### DIRECTIVE
Can you format all of the lines below as a Markdown table with the columns "No." and "Text", numbering each row and skipping any blank lines? Leave the pictures out of the table.

### PROVIDED DATA
#####

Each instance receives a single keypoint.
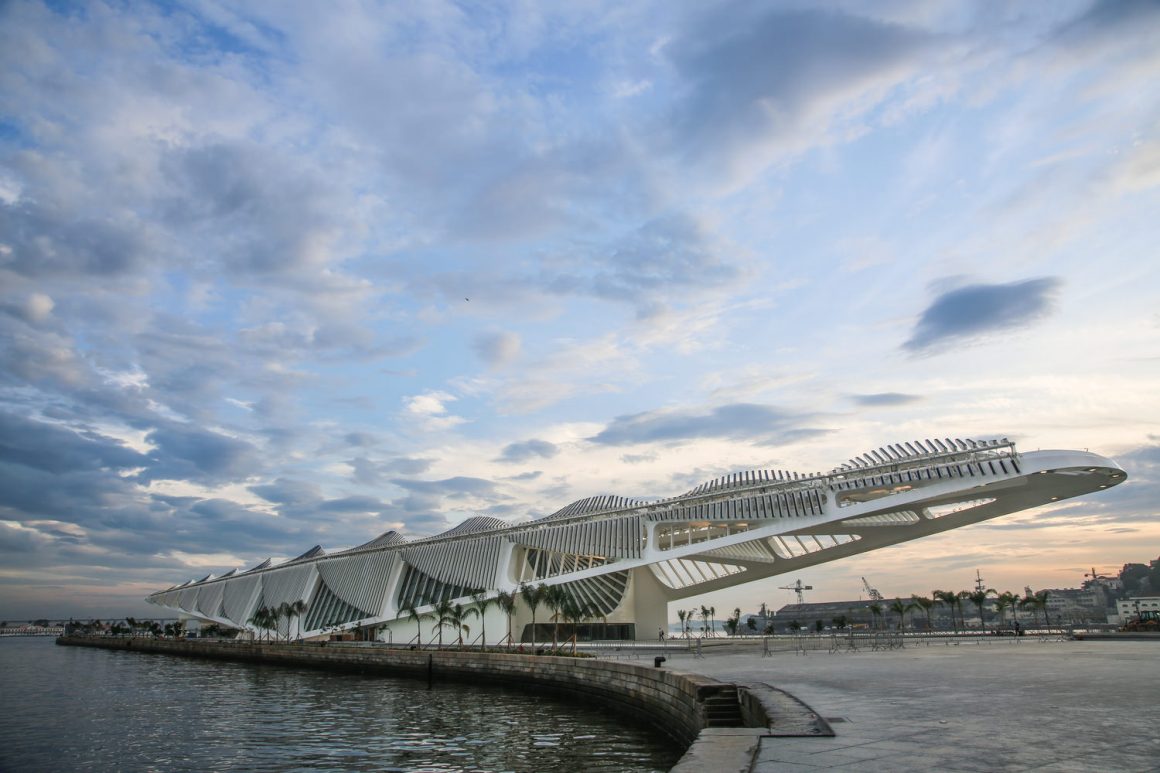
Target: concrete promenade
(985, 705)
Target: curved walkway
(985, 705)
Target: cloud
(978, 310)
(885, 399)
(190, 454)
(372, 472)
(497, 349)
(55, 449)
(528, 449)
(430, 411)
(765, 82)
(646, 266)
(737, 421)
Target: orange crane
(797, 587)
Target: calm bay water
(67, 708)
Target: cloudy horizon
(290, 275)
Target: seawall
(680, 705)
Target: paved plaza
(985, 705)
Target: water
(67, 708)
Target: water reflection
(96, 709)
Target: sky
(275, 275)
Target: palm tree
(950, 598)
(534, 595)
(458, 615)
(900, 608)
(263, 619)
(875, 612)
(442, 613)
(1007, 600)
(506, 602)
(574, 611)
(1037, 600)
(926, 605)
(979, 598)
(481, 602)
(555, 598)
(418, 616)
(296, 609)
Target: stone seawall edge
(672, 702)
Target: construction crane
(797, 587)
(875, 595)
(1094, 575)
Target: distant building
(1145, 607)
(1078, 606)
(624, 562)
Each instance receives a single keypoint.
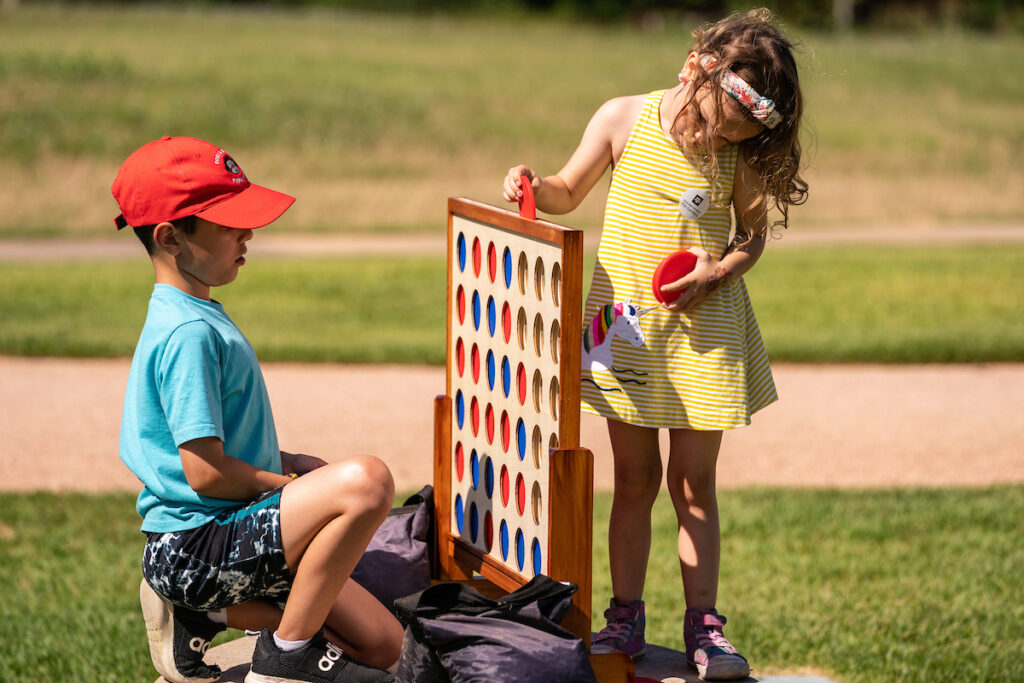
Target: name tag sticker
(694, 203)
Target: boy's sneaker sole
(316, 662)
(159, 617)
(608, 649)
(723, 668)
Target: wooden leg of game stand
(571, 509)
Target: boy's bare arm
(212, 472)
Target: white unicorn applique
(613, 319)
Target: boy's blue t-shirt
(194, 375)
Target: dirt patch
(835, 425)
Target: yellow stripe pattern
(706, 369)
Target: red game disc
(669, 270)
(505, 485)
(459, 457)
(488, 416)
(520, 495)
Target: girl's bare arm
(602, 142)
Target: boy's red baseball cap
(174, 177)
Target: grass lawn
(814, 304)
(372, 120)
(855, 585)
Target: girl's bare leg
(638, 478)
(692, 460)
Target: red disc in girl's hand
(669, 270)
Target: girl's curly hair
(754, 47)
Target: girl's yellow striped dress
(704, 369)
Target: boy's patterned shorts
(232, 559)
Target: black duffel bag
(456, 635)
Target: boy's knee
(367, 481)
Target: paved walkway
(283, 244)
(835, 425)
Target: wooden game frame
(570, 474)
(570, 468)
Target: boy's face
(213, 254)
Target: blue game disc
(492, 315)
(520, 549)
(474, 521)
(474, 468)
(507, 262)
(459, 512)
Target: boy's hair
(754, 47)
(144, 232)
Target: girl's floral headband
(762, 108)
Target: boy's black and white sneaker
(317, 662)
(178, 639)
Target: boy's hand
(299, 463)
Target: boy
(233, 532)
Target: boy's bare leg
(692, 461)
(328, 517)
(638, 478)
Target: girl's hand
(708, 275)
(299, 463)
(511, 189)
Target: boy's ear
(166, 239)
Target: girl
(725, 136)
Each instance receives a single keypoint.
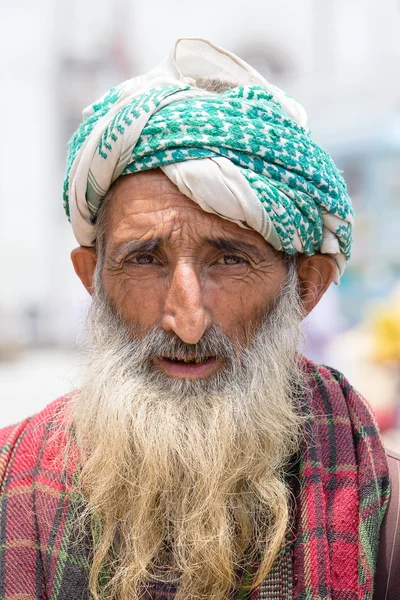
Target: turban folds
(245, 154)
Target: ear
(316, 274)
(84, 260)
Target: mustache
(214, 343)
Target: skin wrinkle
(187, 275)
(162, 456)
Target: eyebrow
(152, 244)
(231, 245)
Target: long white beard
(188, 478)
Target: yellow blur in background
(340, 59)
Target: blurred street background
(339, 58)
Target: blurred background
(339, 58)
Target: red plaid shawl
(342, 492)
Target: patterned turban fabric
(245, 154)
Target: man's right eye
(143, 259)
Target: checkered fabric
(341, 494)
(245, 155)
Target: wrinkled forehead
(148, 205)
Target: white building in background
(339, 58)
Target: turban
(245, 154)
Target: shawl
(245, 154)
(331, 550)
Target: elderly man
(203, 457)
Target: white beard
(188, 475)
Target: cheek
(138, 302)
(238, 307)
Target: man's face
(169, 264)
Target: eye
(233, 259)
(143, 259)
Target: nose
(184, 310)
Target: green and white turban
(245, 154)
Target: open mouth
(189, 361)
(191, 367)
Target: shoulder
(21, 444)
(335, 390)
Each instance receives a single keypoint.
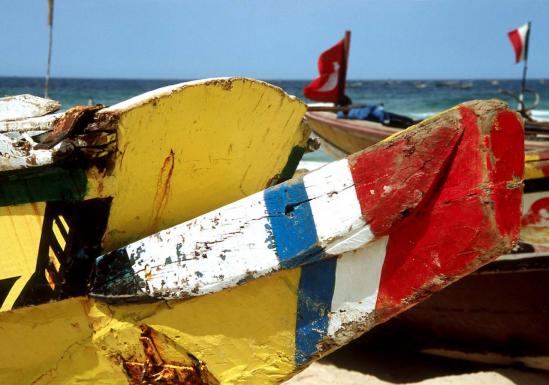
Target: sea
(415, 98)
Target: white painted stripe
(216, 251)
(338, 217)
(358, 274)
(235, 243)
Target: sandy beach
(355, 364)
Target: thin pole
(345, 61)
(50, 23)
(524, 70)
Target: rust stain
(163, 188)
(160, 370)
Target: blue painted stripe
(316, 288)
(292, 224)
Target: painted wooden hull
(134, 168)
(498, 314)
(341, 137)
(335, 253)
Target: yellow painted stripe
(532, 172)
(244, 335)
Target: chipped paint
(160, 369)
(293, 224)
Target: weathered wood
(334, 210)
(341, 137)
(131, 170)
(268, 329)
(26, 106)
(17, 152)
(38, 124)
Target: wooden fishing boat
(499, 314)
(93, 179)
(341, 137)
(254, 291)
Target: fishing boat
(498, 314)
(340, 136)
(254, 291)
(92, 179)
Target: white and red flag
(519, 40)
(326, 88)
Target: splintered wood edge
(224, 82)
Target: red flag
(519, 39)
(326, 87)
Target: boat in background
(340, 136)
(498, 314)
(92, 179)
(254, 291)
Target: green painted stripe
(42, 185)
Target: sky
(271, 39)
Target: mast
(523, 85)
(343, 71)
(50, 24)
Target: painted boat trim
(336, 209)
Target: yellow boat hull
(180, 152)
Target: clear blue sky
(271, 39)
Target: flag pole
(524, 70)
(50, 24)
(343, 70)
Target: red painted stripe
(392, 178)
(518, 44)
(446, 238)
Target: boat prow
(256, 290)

#####

### SOLUTION
| No. | Text |
|---|---|
| 1 | Each instance receives a single keypoint. |
| 2 | Target: concrete promenade |
| 3 | (985, 705) |
| 4 | Target: curved walkway |
| 5 | (985, 705) |
| 6 | Target: cloud |
| 7 | (978, 310) |
| 8 | (885, 399) |
| 9 | (190, 454) |
| 10 | (372, 472) |
| 11 | (497, 349) |
| 12 | (55, 449) |
| 13 | (528, 449) |
| 14 | (430, 411) |
| 15 | (765, 82) |
| 16 | (646, 266) |
| 17 | (737, 421) |
| 18 | Target: orange crane |
| 19 | (797, 587) |
| 20 | Target: calm bay water |
| 21 | (67, 708) |
| 22 | Target: cloudy horizon |
| 23 | (290, 275) |
| 24 | Target: seawall |
| 25 | (680, 705) |
| 26 | Target: paved plaza |
| 27 | (985, 705) |
| 28 | Target: water |
| 29 | (67, 708) |
| 30 | Target: water reflection |
| 31 | (96, 709) |
| 32 | Target: sky |
| 33 | (275, 275) |
| 34 | Target: palm tree |
| 35 | (950, 598) |
| 36 | (534, 595) |
| 37 | (458, 615) |
| 38 | (900, 608) |
| 39 | (263, 619) |
| 40 | (875, 612) |
| 41 | (442, 613) |
| 42 | (1007, 600) |
| 43 | (506, 602) |
| 44 | (574, 611) |
| 45 | (1037, 600) |
| 46 | (926, 605) |
| 47 | (979, 598) |
| 48 | (481, 602) |
| 49 | (555, 598) |
| 50 | (418, 616) |
| 51 | (296, 609) |
| 52 | Target: stone seawall edge |
| 53 | (672, 702) |
| 54 | Target: construction crane |
| 55 | (797, 587) |
| 56 | (875, 595) |
| 57 | (1094, 575) |
| 58 | Target: distant building |
| 59 | (1145, 607) |
| 60 | (1078, 606) |
| 61 | (624, 562) |
| 62 | Each instance receives a single keypoint. |
| 63 | Target: name tag sticker |
| 64 | (694, 203) |
| 65 | Target: boy's sneaker sole |
| 66 | (316, 662) |
| 67 | (159, 617) |
| 68 | (608, 649) |
| 69 | (723, 668) |
| 70 | Target: wooden leg of game stand |
| 71 | (571, 509) |
| 72 | Target: boy's bare arm |
| 73 | (212, 472) |
| 74 | Target: white unicorn applique |
| 75 | (613, 319) |
| 76 | Target: boy's blue t-shirt |
| 77 | (194, 375) |
| 78 | Target: dirt patch |
| 79 | (835, 425) |
| 80 | Target: yellow stripe pattern |
| 81 | (706, 369) |
| 82 | Target: red game disc |
| 83 | (669, 270) |
| 84 | (505, 485) |
| 85 | (459, 457) |
| 86 | (488, 416) |
| 87 | (520, 495) |
| 88 | Target: girl's bare arm |
| 89 | (602, 142) |
| 90 | Target: boy's red baseball cap |
| 91 | (174, 177) |
| 92 | Target: grass lawn |
| 93 | (814, 304) |
| 94 | (372, 120) |
| 95 | (855, 585) |
| 96 | Target: girl's bare leg |
| 97 | (638, 478) |
| 98 | (692, 460) |
| 99 | Target: red disc in girl's hand |
| 100 | (669, 270) |
| 101 | Target: girl's curly hair |
| 102 | (754, 47) |
| 103 | Target: girl's yellow striped dress |
| 104 | (704, 369) |
| 105 | Target: boy's patterned shorts |
| 106 | (232, 559) |
| 107 | Target: black duffel bag |
| 108 | (456, 635) |
| 109 | Target: boy's knee |
| 110 | (367, 481) |
| 111 | Target: paved walkway |
| 112 | (283, 244) |
| 113 | (835, 425) |
| 114 | Target: wooden game frame |
| 115 | (570, 474) |
| 116 | (570, 468) |
| 117 | Target: boy's face |
| 118 | (213, 254) |
| 119 | Target: blue game disc |
| 120 | (492, 315) |
| 121 | (520, 549) |
| 122 | (474, 521) |
| 123 | (474, 468) |
| 124 | (507, 262) |
| 125 | (459, 512) |
| 126 | Target: boy's hair |
| 127 | (754, 47) |
| 128 | (144, 232) |
| 129 | Target: girl's floral headband |
| 130 | (762, 108) |
| 131 | Target: boy's black and white sneaker |
| 132 | (317, 662) |
| 133 | (178, 639) |
| 134 | Target: boy's hand |
| 135 | (299, 463) |
| 136 | Target: boy |
| 137 | (233, 532) |
| 138 | Target: boy's bare leg |
| 139 | (692, 461) |
| 140 | (328, 517) |
| 141 | (638, 478) |
| 142 | Target: girl's hand |
| 143 | (708, 275) |
| 144 | (299, 463) |
| 145 | (511, 189) |
| 146 | Target: boy's ear |
| 147 | (166, 239) |
| 148 | Target: girl |
| 149 | (725, 136) |
| 150 | Each instance receives a single keypoint. |
| 151 | Target: turban folds |
| 152 | (245, 154) |
| 153 | Target: ear |
| 154 | (316, 274) |
| 155 | (84, 260) |
| 156 | Target: mustache |
| 157 | (214, 343) |
| 158 | Target: skin wrinkle |
| 159 | (187, 275) |
| 160 | (162, 456) |
| 161 | Target: eyebrow |
| 162 | (152, 244) |
| 163 | (231, 245) |
| 164 | Target: long white beard |
| 165 | (188, 478) |
| 166 | Target: yellow blur in background |
| 167 | (340, 59) |
| 168 | Target: blurred street background |
| 169 | (339, 58) |
| 170 | Target: blurred background |
| 171 | (339, 58) |
| 172 | Target: red plaid shawl |
| 173 | (342, 492) |
| 174 | Target: patterned turban fabric |
| 175 | (245, 154) |
| 176 | Target: man's right eye |
| 177 | (143, 259) |
| 178 | Target: checkered fabric |
| 179 | (341, 494) |
| 180 | (245, 155) |
| 181 | Target: wrinkled forehead |
| 182 | (148, 205) |
| 183 | Target: white building in background |
| 184 | (339, 58) |
| 185 | Target: turban |
| 186 | (245, 154) |
| 187 | Target: shawl |
| 188 | (245, 154) |
| 189 | (331, 550) |
| 190 | Target: elderly man |
| 191 | (203, 457) |
| 192 | Target: white beard |
| 193 | (188, 475) |
| 194 | Target: cheek |
| 195 | (138, 302) |
| 196 | (238, 307) |
| 197 | Target: man's face |
| 198 | (169, 264) |
| 199 | Target: eye |
| 200 | (233, 259) |
| 201 | (143, 259) |
| 202 | Target: nose |
| 203 | (184, 310) |
| 204 | Target: green and white turban |
| 205 | (245, 154) |
| 206 | Target: open mouth |
| 207 | (189, 361) |
| 208 | (191, 367) |
| 209 | Target: shoulder |
| 210 | (21, 444) |
| 211 | (335, 390) |
| 212 | Each instance receives a single keypoint. |
| 213 | Target: sea |
| 214 | (415, 98) |
| 215 | Target: white painted stripe |
| 216 | (216, 251) |
| 217 | (338, 217) |
| 218 | (358, 274) |
| 219 | (235, 243) |
| 220 | Target: sandy beach |
| 221 | (355, 364) |
| 222 | Target: thin pole |
| 223 | (345, 61) |
| 224 | (50, 23) |
| 225 | (524, 70) |
| 226 | Target: rust stain |
| 227 | (163, 188) |
| 228 | (160, 370) |
| 229 | Target: blue painted stripe |
| 230 | (316, 288) |
| 231 | (292, 224) |
| 232 | Target: painted wooden hull |
| 233 | (134, 168) |
| 234 | (498, 314) |
| 235 | (341, 137) |
| 236 | (335, 253) |
| 237 | Target: yellow painted stripe |
| 238 | (532, 172) |
| 239 | (244, 335) |
| 240 | Target: chipped paint |
| 241 | (160, 369) |
| 242 | (293, 224) |
| 243 | Target: weathered wood |
| 244 | (334, 210) |
| 245 | (341, 137) |
| 246 | (131, 170) |
| 247 | (268, 329) |
| 248 | (26, 106) |
| 249 | (17, 152) |
| 250 | (38, 124) |
| 251 | Target: wooden fishing boat |
| 252 | (499, 314) |
| 253 | (93, 179) |
| 254 | (341, 137) |
| 255 | (254, 291) |
| 256 | Target: fishing boat |
| 257 | (498, 314) |
| 258 | (340, 136) |
| 259 | (254, 291) |
| 260 | (92, 179) |
| 261 | Target: white and red flag |
| 262 | (519, 40) |
| 263 | (326, 88) |
| 264 | Target: splintered wood edge |
| 265 | (224, 82) |
| 266 | Target: red flag |
| 267 | (519, 39) |
| 268 | (326, 87) |
| 269 | Target: boat in background |
| 270 | (340, 136) |
| 271 | (498, 314) |
| 272 | (92, 179) |
| 273 | (254, 291) |
| 274 | Target: green painted stripe |
| 275 | (42, 185) |
| 276 | Target: sky |
| 277 | (271, 39) |
| 278 | Target: mast |
| 279 | (523, 85) |
| 280 | (343, 71) |
| 281 | (50, 24) |
| 282 | Target: painted boat trim |
| 283 | (336, 209) |
| 284 | Target: yellow boat hull |
| 285 | (180, 152) |
| 286 | Target: clear blue sky |
| 287 | (271, 39) |
| 288 | Target: flag pole |
| 289 | (524, 70) |
| 290 | (50, 24) |
| 291 | (343, 70) |
| 292 | Target: red painted stripe |
| 293 | (392, 178) |
| 294 | (518, 44) |
| 295 | (446, 238) |
| 296 | Target: boat prow |
| 297 | (256, 290) |